- **CONSIGNES**
**1)** Recopiez le passage du texte sur les préjugés envers les Bretons, de « De même, dans » à « consommation — et aujourd’hui. ».
**2)** Répondez aux questions suivantes d'après le texte sur les préjugés envers les Bretons :
(a) De quoi les paysans étaient-ils armés pour poursuivre les nouveaux venus ?
(b) De quels Bretons Remy de Gourmont se gausse-t-il ?
(c) Quelles sont les deux périodes qu'il faut distinguer ?
**3)** Poursuivez le texte sur les préjugés envers les Bretons à partir de l'endroit où il s'arrête.

Dès les premiers jours, les enfant leurs avaient jeté des pierres, les femmes les avait injuriés et les paysans les avaient poursuivis armés de fourches et de bâtons. »
 De même, dans le pays des lettres plus « nobles », Remy de Gourmont se gausse des Bretons qui croient à l’influence de la Lune sur les marées. On pardonne volontiers à Gourmont, comme à Le Rouge, tant le préjugé sur l’arriération de la Bretagne et du Breton est prégnante à l’époque et vérifiable parfois (même si Gourmont rate ici, effectivement, son coup !)
Bécassine véhicule les pires clichés sur les Bretonnes à la fin du XIXe siècle et il serait peut être bon à ce sujet d’ouvrir ici des guillemets :
« On croit à tort que les pouvoirs ont toujours souhaité un Breton assimilé. En fait, il faut distinguer deux périodes : avant la société de consommation — et aujourd’hui.

- **LISTAGE**
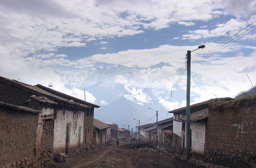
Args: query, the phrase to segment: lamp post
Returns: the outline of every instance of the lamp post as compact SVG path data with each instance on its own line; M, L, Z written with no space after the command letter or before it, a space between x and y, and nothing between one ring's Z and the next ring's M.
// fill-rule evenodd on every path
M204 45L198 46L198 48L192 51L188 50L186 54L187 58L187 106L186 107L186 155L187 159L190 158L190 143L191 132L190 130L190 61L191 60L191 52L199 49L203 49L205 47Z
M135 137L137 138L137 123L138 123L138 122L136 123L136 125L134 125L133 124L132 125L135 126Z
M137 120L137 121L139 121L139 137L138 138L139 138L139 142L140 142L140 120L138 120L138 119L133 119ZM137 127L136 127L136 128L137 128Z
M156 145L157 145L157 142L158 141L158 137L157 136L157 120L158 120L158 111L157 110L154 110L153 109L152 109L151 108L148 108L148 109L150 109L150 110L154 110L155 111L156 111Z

- **CORRIGÉ DES EXERCICES**
**1)**
De même, dans le pays des lettres plus « nobles », Remy de Gourmont se gausse des Bretons qui croient à l’influence de la Lune sur les marées. On pardonne volontiers à Gourmont, comme à Le Rouge, tant le préjugé sur l’arriération de la Bretagne et du Breton est prégnante à l’époque et vérifiable parfois (même si Gourmont rate ici, effectivement, son coup !)
Bécassine véhicule les pires clichés sur les Bretonnes à la fin du XIXe siècle et il serait peut être bon à ce sujet d’ouvrir ici des guillemets :
« On croit à tort que les pouvoirs ont toujours souhaité un Breton assimilé. En fait, il faut distinguer deux périodes : avant la société de consommation — et aujourd’hui.

**2)**
(a) De fourches et de bâtons.
(b) De ceux qui croient à l'influence de la Lune sur les marées.
(c) Avant la société de consommation, et aujourd'hui.

**3)**
Au cours de la première période, la bourgeoisie fabrique des inférieurs nommés. Elle en est encore au mercenariat artisanal ou domestique qui réclame une soumission motivée : le prolétaire doit se reconnaître dépendant et pour cela, rien de mieux que l’exotisme. Les Madames françaises exigent de leur bonne bretonne qu’elle serve en coiffe. D’abord pour le spectacle, quand on a des invités ; ensuite et surtout, pour que cette fille n’oublie pas ses origines. Elle est servante puisque Bretonne, renier son pays serait refuser sa condition ; nous l’avons ramenée de nos vacances, sans nous elle pataugerait encore dans ses gadoues avec ses cochons, elle nous doit la gratitude ; et puis, sa coiffe répond de ses vertus, tant qu’elle les portera, elle gardera un pied en Bretagne, ne s’émancipera pas, ne nous jouera pas le tour affreux de cesser de croire en Dieu et en nous. La Bretagne garantit le Breton. Il importe même qu’il soit un peu niais, effaré : ce grand enfant se donnera à son patron comme à un père. Toutefois, sa différence ne doit point excéder le pittoresque car alors, il ferait figure d’étranger, donc d’adulte. Il se récupérerait, ne nous appartiendrait plus.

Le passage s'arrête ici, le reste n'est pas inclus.